++++ SOURCE RECORDS

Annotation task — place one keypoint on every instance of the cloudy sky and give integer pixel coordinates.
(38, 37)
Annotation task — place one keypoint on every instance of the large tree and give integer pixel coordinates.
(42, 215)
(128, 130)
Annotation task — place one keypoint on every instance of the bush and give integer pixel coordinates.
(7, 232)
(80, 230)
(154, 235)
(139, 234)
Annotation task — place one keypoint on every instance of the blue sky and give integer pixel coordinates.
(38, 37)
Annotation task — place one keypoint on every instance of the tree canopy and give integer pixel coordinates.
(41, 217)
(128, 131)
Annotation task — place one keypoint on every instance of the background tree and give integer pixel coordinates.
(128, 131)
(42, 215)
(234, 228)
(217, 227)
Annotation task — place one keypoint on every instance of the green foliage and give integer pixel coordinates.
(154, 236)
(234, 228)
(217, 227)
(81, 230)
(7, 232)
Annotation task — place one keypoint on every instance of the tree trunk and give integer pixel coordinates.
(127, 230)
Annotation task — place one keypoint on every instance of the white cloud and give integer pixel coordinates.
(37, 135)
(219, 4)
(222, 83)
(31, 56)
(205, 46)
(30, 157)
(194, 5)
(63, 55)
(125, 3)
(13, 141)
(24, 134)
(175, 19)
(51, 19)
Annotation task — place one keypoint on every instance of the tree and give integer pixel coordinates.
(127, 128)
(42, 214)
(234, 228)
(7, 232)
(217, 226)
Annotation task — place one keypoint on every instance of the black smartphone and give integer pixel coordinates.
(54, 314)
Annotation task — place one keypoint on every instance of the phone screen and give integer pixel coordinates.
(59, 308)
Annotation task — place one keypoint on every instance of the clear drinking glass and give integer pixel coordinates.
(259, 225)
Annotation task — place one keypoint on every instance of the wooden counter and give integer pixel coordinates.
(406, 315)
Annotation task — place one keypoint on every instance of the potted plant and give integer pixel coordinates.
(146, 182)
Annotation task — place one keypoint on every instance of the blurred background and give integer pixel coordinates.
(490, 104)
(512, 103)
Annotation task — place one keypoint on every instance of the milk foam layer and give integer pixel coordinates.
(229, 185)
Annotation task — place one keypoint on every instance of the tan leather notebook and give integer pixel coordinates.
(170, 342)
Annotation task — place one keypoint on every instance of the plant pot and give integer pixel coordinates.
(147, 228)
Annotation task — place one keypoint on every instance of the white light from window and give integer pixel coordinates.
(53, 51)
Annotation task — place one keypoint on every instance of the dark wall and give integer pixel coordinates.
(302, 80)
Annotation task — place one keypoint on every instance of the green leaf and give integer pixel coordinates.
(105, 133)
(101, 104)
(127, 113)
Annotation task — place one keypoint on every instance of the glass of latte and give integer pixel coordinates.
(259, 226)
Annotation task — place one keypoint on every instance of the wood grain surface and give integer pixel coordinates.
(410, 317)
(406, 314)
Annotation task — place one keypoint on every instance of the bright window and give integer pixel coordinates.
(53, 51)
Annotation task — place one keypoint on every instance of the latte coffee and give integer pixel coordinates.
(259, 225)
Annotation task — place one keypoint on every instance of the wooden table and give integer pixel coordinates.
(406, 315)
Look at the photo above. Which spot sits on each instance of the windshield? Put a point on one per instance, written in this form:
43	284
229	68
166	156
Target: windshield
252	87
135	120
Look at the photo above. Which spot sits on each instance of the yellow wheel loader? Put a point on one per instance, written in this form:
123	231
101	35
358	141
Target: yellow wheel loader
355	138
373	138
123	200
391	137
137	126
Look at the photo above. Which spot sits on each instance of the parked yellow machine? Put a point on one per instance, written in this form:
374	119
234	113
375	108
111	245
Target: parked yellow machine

++++++++

WHAT THE EXERCISE ASKS:
Can you retype all of the records above word for word, keeping every line and character the same?

RESULT OF THIS EXERCISE:
Annotation task — place one keypoint on every instance of the cloudy sky and give integer pixel coordinates.
(38, 37)
Annotation task — place one keypoint on every instance of the large tree and give integer pixel coordinates.
(42, 215)
(128, 130)
Annotation task — place one keypoint on every instance of the bush and give integer pixel coordinates.
(7, 232)
(80, 230)
(154, 235)
(139, 234)
Annotation task — place one keypoint on every instance of the blue sky and give integer pixel coordinates.
(38, 37)
Annotation task — place one keypoint on every instance of the tree canopy and give integer pixel coordinates.
(41, 217)
(128, 131)
Annotation task — place one keypoint on every instance of the background tree and give integer pixel coordinates.
(128, 131)
(42, 215)
(234, 228)
(217, 227)
Annotation task — place one keypoint on every instance of the green foliage and give integer pixel coordinates.
(154, 236)
(234, 228)
(217, 227)
(81, 230)
(7, 232)
Annotation task — place one keypoint on every instance of the tree trunk and give integer pixel coordinates.
(127, 230)
Annotation task — place one keypoint on every instance of the white cloud and give integer pixel coordinates.
(37, 135)
(219, 4)
(222, 83)
(31, 56)
(205, 46)
(30, 157)
(194, 5)
(63, 55)
(125, 3)
(13, 141)
(24, 134)
(175, 19)
(51, 19)
Annotation task — place one keypoint on every instance of the tree and give integer pixel coordinates.
(127, 128)
(42, 214)
(234, 228)
(7, 232)
(217, 226)
Annotation task — place one keypoint on every instance of the black smartphone and give integer pixel coordinates.
(54, 314)
Annotation task — place one keypoint on every instance of the phone screen and give integer pixel coordinates.
(59, 308)
Annotation task — place one keypoint on every instance of the clear drinking glass and give integer pixel coordinates.
(259, 225)
Annotation task — place one keypoint on every instance of the wooden counter and give integer pixel coordinates.
(406, 315)
Annotation task — place one keypoint on every instance of the potted plant and give integer pixel coordinates.
(146, 182)
Annotation task — place one keypoint on every instance of the blurred background and give integer pixel coordinates.
(490, 104)
(512, 103)
Annotation task — place one keypoint on every instance of the milk foam layer and give integer pixel coordinates.
(229, 185)
Annotation task — place one keypoint on every instance of the tan leather notebook and give integer pixel coordinates.
(170, 342)
Annotation task — place one keypoint on every instance of the plant pot and give integer pixel coordinates.
(147, 228)
Annotation task — place one keypoint on every instance of the white light from window and give integer pixel coordinates.
(53, 51)
Annotation task — place one keypoint on every instance of the dark wall and give integer pixel coordinates.
(302, 80)
Annotation task — place one keypoint on every instance of the green leaf and give integer pixel coordinates.
(105, 133)
(101, 104)
(127, 113)
Annotation task — place one keypoint on every instance of the glass of latte and give integer pixel coordinates.
(259, 226)
Annotation task — place one keypoint on every instance of the wood grain surface and give integer pixel coordinates.
(410, 317)
(406, 314)
Annotation task — place one keypoint on every instance of the bright window and give integer pixel coordinates.
(53, 51)
Annotation task — place one keypoint on every instance of the latte coffee and give integer pixel coordinates.
(259, 225)
Annotation task — place one keypoint on every instance of the wooden table and give integer pixel coordinates.
(406, 315)
Look at the photo above. Which spot sits on each instance of the windshield? Put a point on one per instance, written in this form:
43	284
229	68
166	156
Target: windshield
252	87
135	120
Look at the photo above. Which spot sits on each instance of the yellow wheel loader? Put a point on one per instance, written in this form:
123	231
101	35
358	141
Target: yellow wheel loader
355	138
373	138
123	200
391	137
137	126
Look at the photo above. Which spot sits on each instance of the parked yellow machine? Put a point on one per instance, written in this form:
374	119
234	113
375	108
111	245
Target: parked yellow machine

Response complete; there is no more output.